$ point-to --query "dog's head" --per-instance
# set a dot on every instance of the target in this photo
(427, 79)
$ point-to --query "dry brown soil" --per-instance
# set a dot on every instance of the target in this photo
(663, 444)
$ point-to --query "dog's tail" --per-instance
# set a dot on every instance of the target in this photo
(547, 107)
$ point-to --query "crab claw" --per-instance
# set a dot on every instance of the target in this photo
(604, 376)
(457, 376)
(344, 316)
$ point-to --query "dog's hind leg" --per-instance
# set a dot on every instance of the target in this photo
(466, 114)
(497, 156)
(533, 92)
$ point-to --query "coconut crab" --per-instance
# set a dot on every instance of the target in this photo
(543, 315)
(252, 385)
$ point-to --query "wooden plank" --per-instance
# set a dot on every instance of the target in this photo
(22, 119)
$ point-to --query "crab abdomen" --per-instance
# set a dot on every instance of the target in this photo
━━━━
Exercise requirements =
Output every line of the data above as a numbered list, leaving out any blank lines.

Expected output =
1. $ point-to --query "dog's head" --per-instance
2. # set a dot on every instance of the target in this photo
3. (427, 79)
4. $ point-to --query "dry brown soil" --per-instance
5. # set a dot on every instance of the target in this photo
6. (663, 444)
7. $ point-to --query "dog's tail" --per-instance
8. # set a dot on every instance of the target in this photo
9. (547, 107)
10. $ point-to --query "crab claw" --per-instance
11. # set a dot on every instance of the target in this photo
12. (604, 376)
13. (457, 376)
14. (344, 316)
15. $ point-to --query "dog's hind leg" --per-instance
16. # set a dot on every instance of the target in this photo
17. (466, 114)
18. (497, 156)
19. (533, 92)
20. $ point-to --query "coconut crab" --per-instance
21. # set a dot on every instance of the target in this photo
22. (543, 315)
23. (252, 385)
24. $ point-to --query "wooden plank" --per-instance
25. # set a dot on every instance of the target in this photo
26. (22, 119)
27. $ point-to --query "crab abdomen" --per-instance
28. # set a dot on every instance of the target in this photo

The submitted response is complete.